══ Given text

I could care less about "tricking" the search engines or spamming them but I would hate to get my sites banned for hidden text. The reason I even thought about it to begin with was I checked out my pages in Netscape 4.07 with CSS turned off and of course nothing was where I had "dragged and dropped" it. The white text that stood out like a sore thumb on the blue background with CSS turned on was now invisible off who knows where on the page :)
If anyone has an idea how the spiders handle CSS and if they "know" what they are seeing I would sure appreciate hearing your thoughts. I could just change the colors used but since I would still wonder later I figured I would use the forum and set myself straight on it if possible.
Ditto. Same colored text on the background, even though it is in a tabled colored cell box of a different color is considered a no-no. Too many people have spammed the search engines using same colored text on the background.
In fact, I know of one site that took the spam text and made it one pixel off of the background so it wouldn't be considered spam by the engine. That site is now banned as well.
The bottom line, don't do it.
Oh, welcome to the forums by the way.
-G
This is a tricky area and it's unfortunate that we have to compromise design to appease the SEs.
What I do is this (and I get flak for it but it is working for now ;)):
Set your background color to some obscure color you won't be using for text and then set your background to be a tiled image of the color you really want. Then go ahead and design away. The caveat here is that there are some who feel this is dangerous as well.
Good luck.
If it were just the 'visual' side of the results, I would agree. But, as it happens, I just spent 2 hours this weekend "de-coding" a wysiwyg generated page (Frontpage, I believe) and moving it to a site I had donated. The pages looked great on both IE5 and NS4, but when I looked at the code... Yeow!! Nested tables were the order of the day, image maps when a simple HREF would have done nicely, that sort of thing. In the end, I lightened the bandwidth burden by 40% without really trying too hard, bringing the content up a level in the tables to boot -ALL without making a change in the visual appeal of the site.

════

__Given task 1__.
In the records, could you change "deepest" to "most central" in the lines from the one holding "the rocky ridge" through the one holding "<point>313,150</point>", inclusive, and give back only those lines with nothing else altered?

══ Given data

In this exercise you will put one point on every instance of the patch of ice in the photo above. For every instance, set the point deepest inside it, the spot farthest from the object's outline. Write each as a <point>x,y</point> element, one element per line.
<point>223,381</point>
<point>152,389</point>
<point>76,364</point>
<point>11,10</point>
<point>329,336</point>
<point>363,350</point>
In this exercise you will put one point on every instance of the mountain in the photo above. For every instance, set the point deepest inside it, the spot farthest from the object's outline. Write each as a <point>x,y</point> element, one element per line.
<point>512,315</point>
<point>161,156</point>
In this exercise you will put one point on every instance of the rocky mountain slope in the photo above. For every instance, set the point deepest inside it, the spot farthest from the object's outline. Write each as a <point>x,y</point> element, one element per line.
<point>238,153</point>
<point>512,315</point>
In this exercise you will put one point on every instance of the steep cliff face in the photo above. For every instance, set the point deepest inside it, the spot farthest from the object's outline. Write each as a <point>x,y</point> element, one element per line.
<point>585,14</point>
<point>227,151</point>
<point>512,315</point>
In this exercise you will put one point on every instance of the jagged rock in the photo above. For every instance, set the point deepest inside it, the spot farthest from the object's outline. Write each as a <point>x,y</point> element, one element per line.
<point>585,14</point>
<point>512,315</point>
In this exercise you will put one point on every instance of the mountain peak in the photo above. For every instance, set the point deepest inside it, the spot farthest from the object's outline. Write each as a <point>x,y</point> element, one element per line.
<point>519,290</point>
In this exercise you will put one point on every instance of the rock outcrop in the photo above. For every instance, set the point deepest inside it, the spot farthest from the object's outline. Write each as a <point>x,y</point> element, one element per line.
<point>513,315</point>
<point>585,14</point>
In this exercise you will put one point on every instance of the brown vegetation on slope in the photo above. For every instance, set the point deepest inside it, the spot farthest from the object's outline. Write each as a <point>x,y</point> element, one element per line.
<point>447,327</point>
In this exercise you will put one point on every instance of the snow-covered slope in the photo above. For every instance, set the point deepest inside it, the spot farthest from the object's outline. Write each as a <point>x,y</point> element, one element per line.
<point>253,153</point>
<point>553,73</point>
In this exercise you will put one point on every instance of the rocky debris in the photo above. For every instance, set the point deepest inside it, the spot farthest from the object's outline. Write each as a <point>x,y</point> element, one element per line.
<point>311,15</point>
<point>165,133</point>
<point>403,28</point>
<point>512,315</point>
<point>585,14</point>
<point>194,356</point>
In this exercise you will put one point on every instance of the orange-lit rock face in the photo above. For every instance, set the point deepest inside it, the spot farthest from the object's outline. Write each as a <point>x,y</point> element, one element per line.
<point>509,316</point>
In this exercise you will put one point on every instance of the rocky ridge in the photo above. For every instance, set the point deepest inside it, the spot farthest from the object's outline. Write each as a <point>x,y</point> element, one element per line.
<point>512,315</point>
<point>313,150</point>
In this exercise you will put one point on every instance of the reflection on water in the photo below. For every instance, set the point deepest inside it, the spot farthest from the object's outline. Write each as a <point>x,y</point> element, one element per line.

════

__Given task 2__.
Could you write out the whole forum discussion about hidden text and CSS again, word for word?

__Result 1__.
In this exercise you will put one point on every instance of the rocky ridge in the photo above. For every instance, set the point most central inside it, the spot farthest from the object's outline. Write each as a <point>x,y</point> element, one element per line.
<point>512,315</point>
<point>313,150</point>

__Result 2__.
I could care less about "tricking" the search engines or spamming them but I would hate to get my sites banned for hidden text. The reason I even thought about it to begin with was I checked out my pages in Netscape 4.07 with CSS turned off and of course nothing was where I had "dragged and dropped" it. The white text that stood out like a sore thumb on the blue background with CSS turned on was now invisible off who knows where on the page :)
If anyone has an idea how the spiders handle CSS and if they "know" what they are seeing I would sure appreciate hearing your thoughts. I could just change the colors used but since I would still wonder later I figured I would use the forum and set myself straight on it if possible.
Ditto. Same colored text on the background, even though it is in a tabled colored cell box of a different color is considered a no-no. Too many people have spammed the search engines using same colored text on the background.
In fact, I know of one site that took the spam text and made it one pixel off of the background so it wouldn't be considered spam by the engine. That site is now banned as well.
The bottom line, don't do it.
Oh, welcome to the forums by the way.
-G
This is a tricky area and it's unfortunate that we have to compromise design to appease the SEs.
What I do is this (and I get flak for it but it is working for now ;)):
Set your background color to some obscure color you won't be using for text and then set your background to be a tiled image of the color you really want. Then go ahead and design away. The caveat here is that there are some who feel this is dangerous as well.
Good luck.
If it were just the 'visual' side of the results, I would agree. But, as it happens, I just spent 2 hours this weekend "de-coding" a wysiwyg generated page (Frontpage, I believe) and moving it to a site I had donated. The pages looked great on both IE5 and NS4, but when I looked at the code... Yeow!! Nested tables were the order of the day, image maps when a simple HREF would have done nicely, that sort of thing. In the end, I lightened the bandwidth burden by 40% without really trying too hard, bringing the content up a level in the tables to boot -ALL without making a change in the visual appeal of the site.